TRECHO DO TEXTO
##########

Acúmulo de atribuições prejudica o argumento da soberania política do Banco Central

José Serra*, O Estado de S.Paulo

O governo federal apresentou projeto de lei para tornar o Banco Central independente e o Congresso mordeu a isca. O risco é o tema virar uma “cascata de disponibilidade”, expressão batizada pelo Prêmio Nobel de Economia Daniel Kahneman. O entusiasmo com a autonomia da nossa autoridade monetária máxima, apresentado como algo que só traz benefícios, é, de fato, um atalho mental baseado numa abordagem para lá de emocional da política econômica.

Kahneman conta a história do “pânico de alar” para explicar uma cascata de disponibilidade. O alar é um produto químico regulador de crescimento vegetal, muitas vezes utilizado em frutas com o intuito de melhorar suas qualidades de firmeza e coloração. Em 1989 a mídia americana espalhou a notícia de que o produto causava câncer em camundongos, criando pânico na sociedade. Depois que a Food and Drug Administration (FDA) – uma espécie de Anvisa americana – proibiu a comercialização do produto, pesquisas confirmaram que o alar oferece risco muito pequeno à saúde. Pois bem, a reação exagerada a um problema menor expressa bem uma cascata de disponibilidade.

Espero que a independência do Banco Central não vire tal cascata, pois perderíamos graus de liberdade na política econômica, com consequências negativas graves para a sociedade. Indo além da superfície, os projetos de lei em discussão no Congresso, não obstante a retórica que os acompanha, de fato põem em risco o grau de autonomia já conquistado pelo Banco Central ao longo dos anos.

Depois da onda inflacionária que inundou os países industrializados na década de 1970, floresceu na academia a tese dos bancos centrais independentes. O debate penetrou nos parlamentos de diversas democracias e, de fato, muitas delas aprovaram leis para conferir autonomia aos seus bancos centrais.

##########

INFORMAÇÕES FORNECIDAS
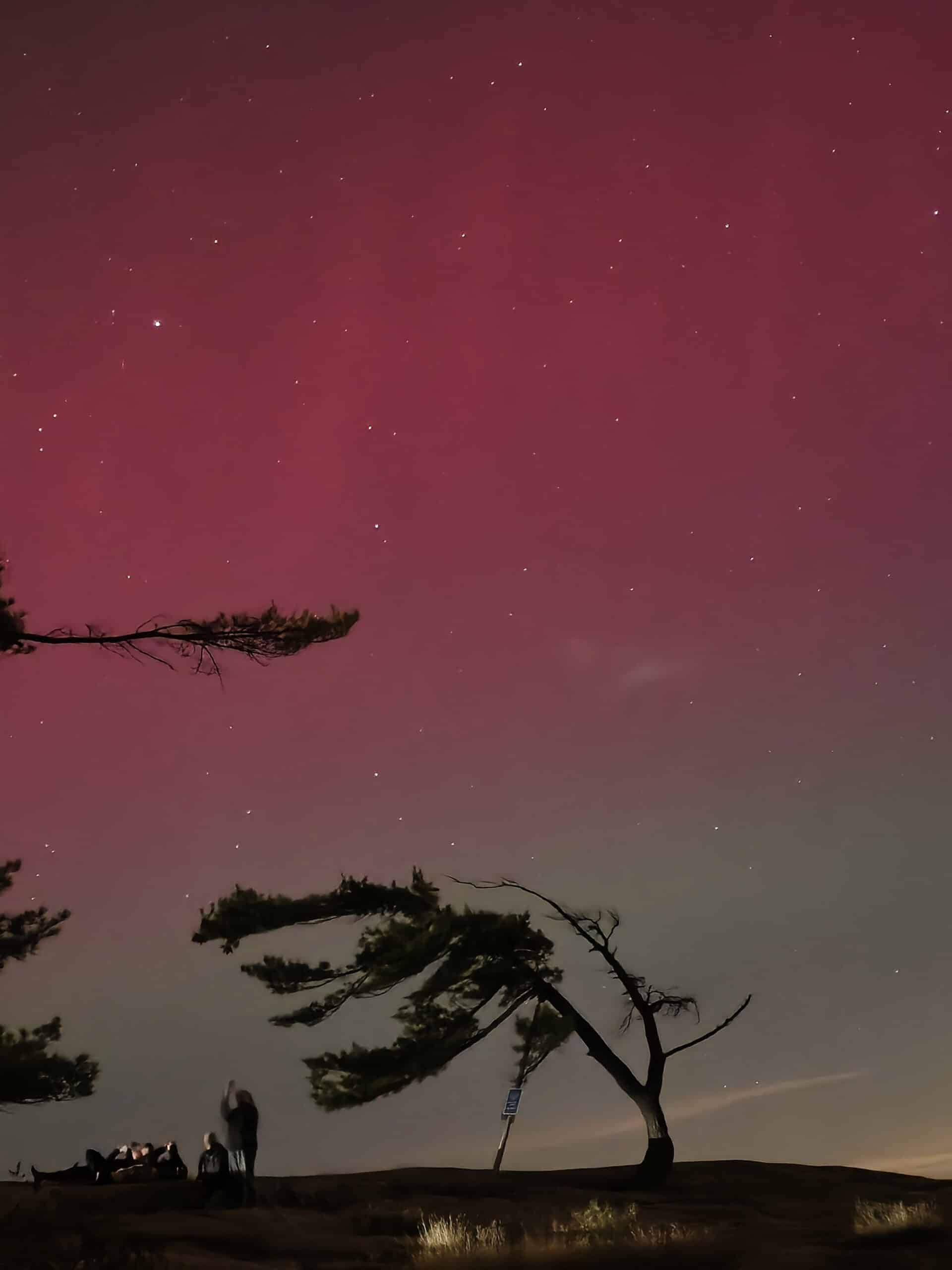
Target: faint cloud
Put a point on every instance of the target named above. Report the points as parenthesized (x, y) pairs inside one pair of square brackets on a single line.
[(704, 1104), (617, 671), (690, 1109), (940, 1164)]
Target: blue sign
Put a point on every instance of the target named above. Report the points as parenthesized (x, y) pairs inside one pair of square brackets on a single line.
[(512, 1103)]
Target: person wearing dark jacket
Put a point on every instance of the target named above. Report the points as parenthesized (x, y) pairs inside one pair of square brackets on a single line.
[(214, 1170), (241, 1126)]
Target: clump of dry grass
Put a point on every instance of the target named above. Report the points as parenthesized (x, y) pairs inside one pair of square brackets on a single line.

##########

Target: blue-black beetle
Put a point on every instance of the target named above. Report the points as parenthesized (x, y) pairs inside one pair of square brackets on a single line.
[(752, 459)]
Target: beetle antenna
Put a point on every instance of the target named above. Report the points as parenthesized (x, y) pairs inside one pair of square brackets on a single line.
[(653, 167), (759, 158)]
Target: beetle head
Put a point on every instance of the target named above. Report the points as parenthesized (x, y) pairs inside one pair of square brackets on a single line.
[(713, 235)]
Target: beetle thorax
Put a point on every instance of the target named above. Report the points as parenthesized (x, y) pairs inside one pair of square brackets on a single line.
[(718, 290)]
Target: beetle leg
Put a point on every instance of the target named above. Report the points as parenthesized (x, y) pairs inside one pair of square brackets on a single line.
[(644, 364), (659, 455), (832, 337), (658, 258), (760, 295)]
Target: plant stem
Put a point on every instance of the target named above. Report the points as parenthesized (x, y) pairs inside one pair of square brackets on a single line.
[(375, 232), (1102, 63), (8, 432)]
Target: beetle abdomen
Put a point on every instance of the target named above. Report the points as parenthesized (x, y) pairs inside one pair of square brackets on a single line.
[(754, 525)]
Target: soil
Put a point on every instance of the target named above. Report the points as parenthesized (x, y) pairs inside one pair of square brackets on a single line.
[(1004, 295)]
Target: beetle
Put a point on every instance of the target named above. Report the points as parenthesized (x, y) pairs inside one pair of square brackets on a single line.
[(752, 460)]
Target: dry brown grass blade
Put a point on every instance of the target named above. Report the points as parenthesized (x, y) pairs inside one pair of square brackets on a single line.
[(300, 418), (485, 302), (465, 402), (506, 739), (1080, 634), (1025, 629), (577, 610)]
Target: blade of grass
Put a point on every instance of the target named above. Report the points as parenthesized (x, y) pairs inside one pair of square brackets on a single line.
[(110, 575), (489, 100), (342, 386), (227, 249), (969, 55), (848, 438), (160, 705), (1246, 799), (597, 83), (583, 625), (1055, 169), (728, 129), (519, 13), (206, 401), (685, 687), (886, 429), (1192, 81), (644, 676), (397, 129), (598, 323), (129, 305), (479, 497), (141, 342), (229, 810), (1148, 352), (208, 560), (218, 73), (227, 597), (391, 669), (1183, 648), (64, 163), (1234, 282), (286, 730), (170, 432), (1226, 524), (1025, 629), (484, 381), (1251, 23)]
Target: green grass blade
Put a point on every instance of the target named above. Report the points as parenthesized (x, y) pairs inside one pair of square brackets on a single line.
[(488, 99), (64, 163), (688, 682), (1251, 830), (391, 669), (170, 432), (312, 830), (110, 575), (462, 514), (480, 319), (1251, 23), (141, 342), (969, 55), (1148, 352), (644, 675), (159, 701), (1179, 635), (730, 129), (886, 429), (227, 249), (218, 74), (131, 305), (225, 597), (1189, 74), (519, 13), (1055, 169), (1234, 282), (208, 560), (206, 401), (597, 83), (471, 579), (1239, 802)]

##########

REQUISITOS
1/ Traduza para o inglês esta frase do texto sobre o Banco Central: "O alar é um produto químico regulador de crescimento vegetal, muitas vezes utilizado em frutas com o intuito de melhorar suas qualidades de firmeza e coloração."
2/ Copie do texto sobre o Banco Central a passagem que começa com as palavras "Depois da onda" e termina com "seus bancos centrais.".
O material não é necessário para fazer este exercício.

RESULTADOS DO EXERCÍCIO
1/ Alar is a chemical plant growth regulator, often used on fruit to improve its firmness and color.

2/
Depois da onda inflacionária que inundou os países industrializados na década de 1970, floresceu na academia a tese dos bancos centrais independentes. O debate penetrou nos parlamentos de diversas democracias e, de fato, muitas delas aprovaram leis para conferir autonomia aos seus bancos centrais.